--- START OF Dataset content ---
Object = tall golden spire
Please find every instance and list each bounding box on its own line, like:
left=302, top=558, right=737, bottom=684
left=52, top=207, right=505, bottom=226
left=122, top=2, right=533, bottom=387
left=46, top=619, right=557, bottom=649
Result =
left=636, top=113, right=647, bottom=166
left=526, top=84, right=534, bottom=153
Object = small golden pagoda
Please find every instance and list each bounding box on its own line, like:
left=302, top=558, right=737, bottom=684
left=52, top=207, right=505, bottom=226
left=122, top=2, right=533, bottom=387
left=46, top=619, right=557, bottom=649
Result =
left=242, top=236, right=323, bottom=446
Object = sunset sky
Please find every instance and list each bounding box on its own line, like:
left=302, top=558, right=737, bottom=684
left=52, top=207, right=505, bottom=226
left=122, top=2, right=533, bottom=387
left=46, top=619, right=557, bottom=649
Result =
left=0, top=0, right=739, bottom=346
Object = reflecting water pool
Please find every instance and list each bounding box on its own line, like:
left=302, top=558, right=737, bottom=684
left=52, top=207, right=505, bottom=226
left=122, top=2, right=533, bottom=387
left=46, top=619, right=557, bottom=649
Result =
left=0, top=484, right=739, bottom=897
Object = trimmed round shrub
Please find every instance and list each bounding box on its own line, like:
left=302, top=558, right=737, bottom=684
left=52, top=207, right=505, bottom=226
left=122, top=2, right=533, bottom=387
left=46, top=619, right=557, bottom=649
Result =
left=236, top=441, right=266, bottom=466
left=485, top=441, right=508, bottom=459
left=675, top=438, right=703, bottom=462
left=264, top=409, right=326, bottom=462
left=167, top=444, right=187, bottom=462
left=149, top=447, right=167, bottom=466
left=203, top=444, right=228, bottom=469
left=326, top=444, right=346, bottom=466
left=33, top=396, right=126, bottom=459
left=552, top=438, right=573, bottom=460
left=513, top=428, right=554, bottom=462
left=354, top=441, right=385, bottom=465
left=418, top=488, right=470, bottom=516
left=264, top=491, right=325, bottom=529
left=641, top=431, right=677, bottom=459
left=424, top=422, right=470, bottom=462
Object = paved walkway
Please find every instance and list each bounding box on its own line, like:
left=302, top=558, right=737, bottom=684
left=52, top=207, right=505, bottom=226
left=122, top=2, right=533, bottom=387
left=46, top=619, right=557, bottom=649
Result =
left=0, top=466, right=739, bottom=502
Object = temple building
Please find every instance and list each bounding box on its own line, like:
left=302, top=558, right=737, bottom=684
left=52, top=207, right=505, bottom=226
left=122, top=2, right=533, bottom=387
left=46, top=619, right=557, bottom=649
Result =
--- END OF Dataset content ---
# Required work
Rescale the lines from the start through the line containing "left=242, top=236, right=323, bottom=446", writing out every one of them in full. Multiply each bounding-box coordinate in the answers by 1.7 and round to whole numbers with halves going up, but leave the four format lines after each "like:" unchanged.

# Result
Object = tall golden spire
Please find every instance and list each bounding box on its own line, like:
left=302, top=558, right=737, bottom=684
left=52, top=207, right=505, bottom=226
left=122, top=2, right=533, bottom=387
left=46, top=619, right=557, bottom=649
Result =
left=1081, top=192, right=1100, bottom=282
left=894, top=143, right=908, bottom=260
Object = small golden pagoda
Please find every instance and list each bounding box on its own line, like:
left=302, top=558, right=737, bottom=684
left=52, top=207, right=505, bottom=226
left=122, top=2, right=533, bottom=387
left=46, top=619, right=557, bottom=649
Result =
left=411, top=401, right=549, bottom=758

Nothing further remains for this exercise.